→ **Written task**
Return, unchanged, every line of the records from the very first line up to and including the line that contains "POLYGON ((72 214, 67".
[start Records for this exercise]
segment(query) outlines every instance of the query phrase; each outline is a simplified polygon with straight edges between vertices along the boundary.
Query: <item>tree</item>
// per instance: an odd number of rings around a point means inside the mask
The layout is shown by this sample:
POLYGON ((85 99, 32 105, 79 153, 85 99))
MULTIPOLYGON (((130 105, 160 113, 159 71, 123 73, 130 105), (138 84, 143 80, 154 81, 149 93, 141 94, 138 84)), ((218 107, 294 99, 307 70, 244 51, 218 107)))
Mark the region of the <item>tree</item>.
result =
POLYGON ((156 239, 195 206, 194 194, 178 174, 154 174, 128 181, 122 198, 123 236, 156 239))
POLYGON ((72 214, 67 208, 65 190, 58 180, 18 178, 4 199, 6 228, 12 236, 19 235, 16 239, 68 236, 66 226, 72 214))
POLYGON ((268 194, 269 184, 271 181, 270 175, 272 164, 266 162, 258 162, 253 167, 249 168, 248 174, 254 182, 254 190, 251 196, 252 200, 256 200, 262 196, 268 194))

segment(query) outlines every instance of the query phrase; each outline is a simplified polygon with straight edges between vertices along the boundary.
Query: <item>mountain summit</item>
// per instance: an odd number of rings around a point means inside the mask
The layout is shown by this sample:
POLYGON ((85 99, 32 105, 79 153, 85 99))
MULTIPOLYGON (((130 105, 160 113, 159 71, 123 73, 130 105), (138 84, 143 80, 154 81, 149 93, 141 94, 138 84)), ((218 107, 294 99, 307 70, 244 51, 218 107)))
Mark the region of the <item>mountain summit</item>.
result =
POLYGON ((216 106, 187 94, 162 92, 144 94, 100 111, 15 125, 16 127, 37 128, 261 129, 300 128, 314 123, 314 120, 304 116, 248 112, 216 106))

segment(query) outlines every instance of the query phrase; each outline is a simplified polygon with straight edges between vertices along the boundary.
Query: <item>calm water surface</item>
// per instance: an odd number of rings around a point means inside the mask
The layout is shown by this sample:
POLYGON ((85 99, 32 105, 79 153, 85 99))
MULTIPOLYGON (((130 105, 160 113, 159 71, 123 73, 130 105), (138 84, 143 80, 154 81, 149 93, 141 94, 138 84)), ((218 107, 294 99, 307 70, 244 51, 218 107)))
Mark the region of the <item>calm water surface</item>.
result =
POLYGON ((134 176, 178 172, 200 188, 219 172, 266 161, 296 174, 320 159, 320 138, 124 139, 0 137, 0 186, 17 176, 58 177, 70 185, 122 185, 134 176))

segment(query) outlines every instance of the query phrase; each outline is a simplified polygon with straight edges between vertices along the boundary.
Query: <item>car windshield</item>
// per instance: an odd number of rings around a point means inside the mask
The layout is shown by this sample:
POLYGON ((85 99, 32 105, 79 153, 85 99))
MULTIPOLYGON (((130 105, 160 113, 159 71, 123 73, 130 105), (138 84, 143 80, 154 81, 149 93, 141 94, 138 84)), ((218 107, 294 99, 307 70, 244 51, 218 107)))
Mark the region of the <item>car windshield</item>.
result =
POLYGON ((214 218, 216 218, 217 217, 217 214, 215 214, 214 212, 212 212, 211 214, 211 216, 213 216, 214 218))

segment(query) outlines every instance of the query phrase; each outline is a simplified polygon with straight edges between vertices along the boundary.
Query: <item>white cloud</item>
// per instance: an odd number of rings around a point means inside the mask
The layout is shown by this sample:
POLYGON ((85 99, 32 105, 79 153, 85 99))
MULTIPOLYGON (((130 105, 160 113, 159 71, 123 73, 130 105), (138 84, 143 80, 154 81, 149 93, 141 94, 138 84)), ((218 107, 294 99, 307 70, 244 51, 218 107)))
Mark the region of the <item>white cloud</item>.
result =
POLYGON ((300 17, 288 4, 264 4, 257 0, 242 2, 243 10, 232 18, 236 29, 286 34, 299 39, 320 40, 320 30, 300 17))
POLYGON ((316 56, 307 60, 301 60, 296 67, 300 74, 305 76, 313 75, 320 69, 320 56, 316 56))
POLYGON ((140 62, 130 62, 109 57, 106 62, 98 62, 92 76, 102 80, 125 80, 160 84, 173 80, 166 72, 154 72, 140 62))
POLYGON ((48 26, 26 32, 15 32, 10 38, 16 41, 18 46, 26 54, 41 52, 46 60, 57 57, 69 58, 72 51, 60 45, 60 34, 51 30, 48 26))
[end Records for this exercise]
→ **Solved exercise**
segment(query) outlines every instance of the query phrase; each outline is a simplified polygon with straight edges between vertices along the boundary.
Query: <item>tree</item>
// per instance: an odd number of rings around a point means inside the mask
The layout is shown by this sample:
POLYGON ((85 99, 32 105, 79 153, 85 99))
MULTIPOLYGON (((130 105, 160 113, 159 71, 123 73, 130 105), (138 84, 143 80, 154 81, 149 93, 141 94, 138 84)), ((218 107, 294 99, 307 70, 244 51, 218 107)))
Mark the region of the <item>tree</item>.
result =
POLYGON ((156 239, 195 206, 194 194, 178 174, 154 174, 128 181, 122 198, 123 236, 156 239))
POLYGON ((72 214, 67 208, 65 190, 58 180, 18 178, 4 199, 6 228, 12 236, 19 235, 16 239, 68 236, 66 226, 72 214))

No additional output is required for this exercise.